-- Task objective --
Retype the data that follows exactly. No pictures belong in the copy.
____ Data records
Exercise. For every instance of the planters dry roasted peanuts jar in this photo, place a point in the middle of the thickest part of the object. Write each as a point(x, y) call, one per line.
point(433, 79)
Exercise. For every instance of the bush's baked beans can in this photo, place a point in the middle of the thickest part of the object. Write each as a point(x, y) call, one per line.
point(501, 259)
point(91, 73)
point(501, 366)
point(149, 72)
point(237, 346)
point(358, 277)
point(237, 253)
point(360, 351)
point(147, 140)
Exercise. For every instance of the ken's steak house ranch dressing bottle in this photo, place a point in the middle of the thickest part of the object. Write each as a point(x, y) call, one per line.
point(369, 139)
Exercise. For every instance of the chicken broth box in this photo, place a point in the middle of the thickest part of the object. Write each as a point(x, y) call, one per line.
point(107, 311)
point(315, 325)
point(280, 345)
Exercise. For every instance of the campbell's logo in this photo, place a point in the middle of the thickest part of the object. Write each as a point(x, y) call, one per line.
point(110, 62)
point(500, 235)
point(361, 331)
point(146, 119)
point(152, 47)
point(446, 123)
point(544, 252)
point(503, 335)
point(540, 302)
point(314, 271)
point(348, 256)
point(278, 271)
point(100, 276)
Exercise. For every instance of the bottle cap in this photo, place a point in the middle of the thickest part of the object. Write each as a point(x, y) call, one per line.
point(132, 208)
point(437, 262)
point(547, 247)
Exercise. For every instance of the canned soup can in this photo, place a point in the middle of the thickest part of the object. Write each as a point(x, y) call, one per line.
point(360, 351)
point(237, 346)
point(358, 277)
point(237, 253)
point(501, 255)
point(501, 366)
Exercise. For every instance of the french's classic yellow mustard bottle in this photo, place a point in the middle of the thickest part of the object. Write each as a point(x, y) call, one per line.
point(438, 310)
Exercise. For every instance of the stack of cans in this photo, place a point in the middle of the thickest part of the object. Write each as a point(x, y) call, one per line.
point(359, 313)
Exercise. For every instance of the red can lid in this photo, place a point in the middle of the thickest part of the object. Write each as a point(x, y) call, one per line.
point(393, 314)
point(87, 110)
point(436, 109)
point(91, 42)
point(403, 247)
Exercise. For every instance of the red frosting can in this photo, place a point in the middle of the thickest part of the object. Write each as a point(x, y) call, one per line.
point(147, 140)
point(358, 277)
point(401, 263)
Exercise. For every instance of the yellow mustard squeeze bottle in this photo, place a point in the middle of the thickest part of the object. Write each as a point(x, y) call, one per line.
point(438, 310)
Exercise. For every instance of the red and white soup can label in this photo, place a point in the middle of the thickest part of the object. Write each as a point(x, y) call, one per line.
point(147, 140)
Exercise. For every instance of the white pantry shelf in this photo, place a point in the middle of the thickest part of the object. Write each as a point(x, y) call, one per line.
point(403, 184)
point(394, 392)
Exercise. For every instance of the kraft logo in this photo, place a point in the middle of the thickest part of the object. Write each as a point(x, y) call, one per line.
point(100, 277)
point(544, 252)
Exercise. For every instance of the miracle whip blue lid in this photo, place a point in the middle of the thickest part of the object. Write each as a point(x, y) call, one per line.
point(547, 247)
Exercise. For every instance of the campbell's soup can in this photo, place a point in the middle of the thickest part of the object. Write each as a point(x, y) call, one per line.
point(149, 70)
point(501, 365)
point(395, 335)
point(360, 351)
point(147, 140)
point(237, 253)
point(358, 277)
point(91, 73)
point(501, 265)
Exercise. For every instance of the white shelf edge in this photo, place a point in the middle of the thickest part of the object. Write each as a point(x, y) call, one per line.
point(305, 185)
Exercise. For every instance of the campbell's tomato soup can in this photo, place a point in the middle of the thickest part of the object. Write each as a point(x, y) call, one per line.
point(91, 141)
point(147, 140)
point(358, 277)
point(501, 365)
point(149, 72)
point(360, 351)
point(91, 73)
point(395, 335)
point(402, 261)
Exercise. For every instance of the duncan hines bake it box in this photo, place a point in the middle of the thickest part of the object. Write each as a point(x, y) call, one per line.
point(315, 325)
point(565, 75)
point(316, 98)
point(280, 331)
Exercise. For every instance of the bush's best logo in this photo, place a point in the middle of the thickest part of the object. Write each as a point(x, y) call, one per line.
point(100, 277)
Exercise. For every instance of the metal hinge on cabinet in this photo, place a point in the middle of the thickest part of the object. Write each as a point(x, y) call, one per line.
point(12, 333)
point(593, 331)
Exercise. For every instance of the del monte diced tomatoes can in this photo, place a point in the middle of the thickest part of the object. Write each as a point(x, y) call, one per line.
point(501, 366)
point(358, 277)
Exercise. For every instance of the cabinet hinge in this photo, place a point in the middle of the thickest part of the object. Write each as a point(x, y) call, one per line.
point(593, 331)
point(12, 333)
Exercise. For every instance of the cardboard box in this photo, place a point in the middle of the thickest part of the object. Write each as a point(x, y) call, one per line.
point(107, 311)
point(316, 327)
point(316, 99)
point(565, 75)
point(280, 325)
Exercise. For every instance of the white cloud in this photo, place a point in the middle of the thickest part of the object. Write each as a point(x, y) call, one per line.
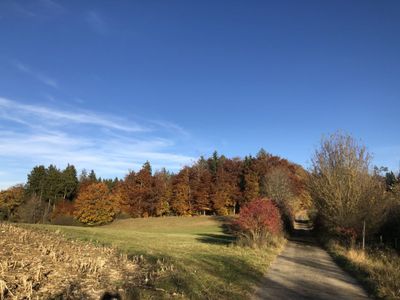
point(35, 134)
point(17, 112)
point(37, 75)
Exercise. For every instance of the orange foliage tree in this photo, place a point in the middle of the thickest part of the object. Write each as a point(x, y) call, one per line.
point(96, 205)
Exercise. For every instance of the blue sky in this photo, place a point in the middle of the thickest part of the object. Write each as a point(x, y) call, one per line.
point(109, 84)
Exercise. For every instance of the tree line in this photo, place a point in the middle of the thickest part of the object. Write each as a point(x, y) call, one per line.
point(354, 201)
point(212, 186)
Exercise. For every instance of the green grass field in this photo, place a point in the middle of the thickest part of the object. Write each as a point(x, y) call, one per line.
point(199, 260)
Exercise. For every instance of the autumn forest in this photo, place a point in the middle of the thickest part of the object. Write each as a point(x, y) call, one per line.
point(212, 186)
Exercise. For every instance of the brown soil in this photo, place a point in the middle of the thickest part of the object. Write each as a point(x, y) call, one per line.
point(43, 265)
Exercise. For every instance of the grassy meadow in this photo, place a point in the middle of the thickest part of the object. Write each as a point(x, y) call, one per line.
________
-- Solution to the problem --
Exercise. For every instance of the planters dry roasted peanuts jar in this photo, place a point in the middle of the thickest part of the object. Write each as a point(x, y) call, one per line.
point(433, 79)
Exercise. For every instance of the bush's baked beans can in this photo, place a point in the middle of the thickest part of the object. Write each as a point(x, y) call, one per line.
point(501, 259)
point(91, 73)
point(501, 366)
point(149, 72)
point(237, 346)
point(358, 277)
point(237, 253)
point(360, 351)
point(147, 140)
Exercise. For every instance of the ken's steak house ranch dressing bottle in this photo, place a point in the middle of the thickest part of the object. Write each as a point(x, y) call, one per line.
point(369, 139)
Exercise. For every instance of the chicken broth box in this photo, place a point in the middle of the thickest part of the object. Write each as a point(x, y) call, one per line.
point(107, 311)
point(315, 325)
point(280, 345)
Exercise. For every instance of the campbell's logo in this photo, place a point in the middle of the thickest part of the object. Write each as a point(x, y) call, one per line.
point(110, 62)
point(500, 235)
point(361, 331)
point(146, 119)
point(152, 47)
point(446, 123)
point(544, 252)
point(503, 335)
point(540, 302)
point(314, 271)
point(348, 256)
point(278, 271)
point(100, 276)
Exercise. For every instance of the bottle cap in this photo, place a point in the middle of the thickest part of the object. Write each as a point(x, y) call, one per line.
point(132, 208)
point(437, 262)
point(547, 247)
Exercise. For every instance of the canned soup can in this photo, place a point in the middle of the thickest part of the object. Write each as a point(x, y) call, one per line.
point(360, 351)
point(237, 346)
point(358, 277)
point(237, 253)
point(501, 255)
point(501, 366)
Exercise. For every instance of the french's classic yellow mustard bottle in this photo, place a point in the middle of the thickest part of the object. Write each as a point(x, y) call, one per line.
point(438, 310)
Exercise. For every instance of the stack of cans in this photo, place a point in the middle of the thickest part of the object. Write each as a point(x, y) call, one per line.
point(359, 313)
Exercise. For every instance of the red can lid in this photo, place a point in the middle of the thickest part of the object. Write each as a point(x, y) call, one per line.
point(393, 314)
point(87, 110)
point(436, 109)
point(91, 42)
point(403, 247)
Exercise. For every instance of the red frosting can in this photo, place a point in the middle of the thickest part of the object. Write each as a point(x, y) call, one per line.
point(147, 140)
point(358, 277)
point(401, 263)
Exercise. For every instance of the yellow mustard squeeze bottle in this photo, place a point in the middle of the thickest part of the object. Write each as a point(x, y) call, one per line.
point(438, 310)
Exercise. For every instance of the red and white soup can label in this photo, place a point in the middle of the thickest part of the object. Write each as a point(x, y) call, one per line.
point(147, 140)
Exercise. For every instance of the white pantry shelf in this photo, place a point in the middle of the thickest part of the object. Write each as a point(x, y) call, one per line.
point(403, 184)
point(394, 392)
Exercise. For every instance of the kraft logo in this photo, place a point in the middle of the thickest part of the object. Write each as a point(x, y) call, one per line.
point(100, 277)
point(544, 252)
Exercise. For every instance of the miracle whip blue lid in this photo, place a point in the middle of the thickest part of the object. Write each as a point(x, y) call, one per line.
point(547, 247)
Exercise. For every instance of the campbell's soup can in this photo, place a point in the middle of the thickest part of the object. Write each as a point(x, y) call, one per line.
point(149, 70)
point(501, 365)
point(395, 335)
point(360, 351)
point(147, 140)
point(237, 253)
point(358, 277)
point(91, 73)
point(501, 265)
Exercise. For every instance of the white shelf edge in this photo, place a point in the middle of the thickest part of the object. Write each as a point(x, y) call, one per line.
point(305, 185)
Exercise. For every instance of the campbell's tomato soup can in this photo, place a point in the middle of the thickest part of the object. Write each as a point(x, y) call, one per line.
point(91, 141)
point(147, 140)
point(358, 277)
point(501, 365)
point(149, 72)
point(360, 351)
point(91, 73)
point(395, 335)
point(402, 261)
Exercise. For every instance of the duncan hines bake it box in this photo, place a point in the middle of the thickest part of the object. Write each as a point(x, y) call, one per line.
point(315, 325)
point(565, 75)
point(316, 98)
point(280, 331)
Exercise. For every instance of the bush's best logo in this photo, place a point in the middle of the thickest part of the object. Write each as a point(x, y) call, one per line.
point(100, 277)
Exercise. For every instance of the metal hinge on cabinet in this photo, place a point in the middle of the thickest part of the object. Write each as a point(x, y) call, one per line.
point(12, 333)
point(593, 331)
Exercise. For every instance of the del monte diced tomatoes can in this photo, place a point in the middle of the thickest part of the object. Write each as a point(x, y) call, one per line.
point(501, 366)
point(358, 277)
Exercise. For every instance of the cabinet hinge in this photo, place a point in the middle of the thickest part of the object. Write each as a point(x, y) call, one per line.
point(593, 331)
point(12, 333)
Exercise. For every instance of the cardboard box in this photo, place a point in the middle of the thickest part of the object. Write each as a point(x, y) call, one per line.
point(107, 311)
point(316, 327)
point(316, 99)
point(565, 75)
point(280, 325)
Exercise. For every instance of the white cloud in this photo, place a point in the middle of the thickest part of the object. Write each as a point(x, y) call, one per line.
point(35, 134)
point(17, 112)
point(37, 75)
Exercise. For every instance of the orange foliage tree in this photo, place a point in the middle of the thickest part of the object. Write each as a point(x, y) call, one per line.
point(96, 205)
Exercise. For every instance of the blue sky in this photo, place a point in the middle of the thickest part of the object. Write each as a point(x, y) call, one per line.
point(109, 84)
Exercise. For every instance of the tree line in this photo, place a point in the middle of the thickest part of the object. Write each as a point(x, y) call, one per line.
point(354, 201)
point(212, 186)
Exercise. For every instance of the green grass field in this photo, place a point in the middle of the thickest part of the object. Write each as a point(x, y) call, one per line.
point(199, 260)
Exercise. For every instance of the autumn forest in this photo, place a point in the middle of the thickest part of the object. Write each as a point(x, y) call, one per line.
point(212, 186)
Exercise. For every instance of the brown soil in this photo, place a point in the middle of the thickest part of the object. Write each as a point(x, y) call, one per line.
point(43, 265)
Exercise. For every instance of the grassy meadow in this photo, place a point in the middle of the thickest part of the object. Write each as a point(x, y) call, one per line.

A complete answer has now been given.